- _Texte de lecture_
.....

Bien que prenant ma retraite à la fin de l'année, je m'étais suis rendu, moi aussi à la grand messe (je veux dire à la réunion "plénière"), après ma journée la plus chargée sur deux établissements, dont un en ZEP, réunion plénière suivie d'une réunion par discipline, au cours de laquelle je m'étais aperçu que l'on nous demandait de copier dans un "document maison" un document national émanant du rectorat, autrement dit, qu'il ne s'agissait nullement d'apporter notre pierre à l'édifice et encore moins de porter un regard critique, mais de montrer notre zèle à s'approprier la vérité révélée.

 

Beaucoup de collègues sont sans doute dans mon cas, partagés entre le scepticisme et le soupçon et aimeraient  bien entendre un autre son de cloche que celle de la "Bonne Parole" officielle.

 

Je les invite donc à lire les analyses que font de la notion de "compétence"  Nico Hirtt, enseignant syndicaliste, agrégé de sciences physiques, enseignant dans le Brabant Wallon, membre fondateur de l'APED (Appel pour une Ecole Démocratique), rédacteur en chef de la revue trimestrielle "L'Ecole démocratique" et auteur de divers ouvrages sur l'école : "sous le couvert d'un discours parfois généreux et moderniste autour de l'obsession des compétences pourrait bien se cacher une opération de mise au pas de l'enseignement : sa soumission aux besoins d'une économie capitaliste en crise."

.....

- _Données fournies_
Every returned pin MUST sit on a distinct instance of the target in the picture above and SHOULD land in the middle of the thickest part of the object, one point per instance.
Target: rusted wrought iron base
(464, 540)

.....

- _Consigne 1_
Traduisez en anglais la phrase suivante du texte de lecture : « Je les invite donc à lire les analyses que font de la notion de "compétence" Nico Hirtt, enseignant syndicaliste, agrégé de sciences physiques, enseignant dans le Brabant Wallon, membre fondateur de l'APED (Appel pour une Ecole Démocratique), rédacteur en chef de la revue trimestrielle "L'Ecole démocratique" et auteur de divers ouvrages sur l'école : "sous le couvert d'un discours parfois généreux et moderniste autour de l'obsession des compétences pourrait bien se cacher une opération de mise au pas de l'enseignement : sa soumission aux besoins d'une économie capitaliste en crise." »
- _Consigne 2_
Modifiez le passage du texte de lecture allant de « Bien que prenant » à « la vérité révélée. » en y remplaçant « rectorat » par « ministère ».

- _Réponse finale 1_
I therefore invite them to read the analyses of the notion of "competence" by Nico Hirtt, a teacher and trade unionist, holder of the agrégation in physical sciences, teaching in Walloon Brabant, founding member of APED (Appel pour une Ecole Démocratique), editor-in-chief of the quarterly review "L'Ecole démocratique" and author of various works on schooling: "under cover of a sometimes generous and modernist discourse around the obsession with competences, there may well lie hidden an operation to bring education into line: its subordination to the needs of a capitalist economy in crisis."

- _Réponse finale 2_
Bien que prenant ma retraite à la fin de l'année, je m'étais suis rendu, moi aussi à la grand messe (je veux dire à la réunion "plénière"), après ma journée la plus chargée sur deux établissements, dont un en ZEP, réunion plénière suivie d'une réunion par discipline, au cours de laquelle je m'étais aperçu que l'on nous demandait de copier dans un "document maison" un document national émanant du ministère, autrement dit, qu'il ne s'agissait nullement d'apporter notre pierre à l'édifice et encore moins de porter un regard critique, mais de montrer notre zèle à s'approprier la vérité révélée.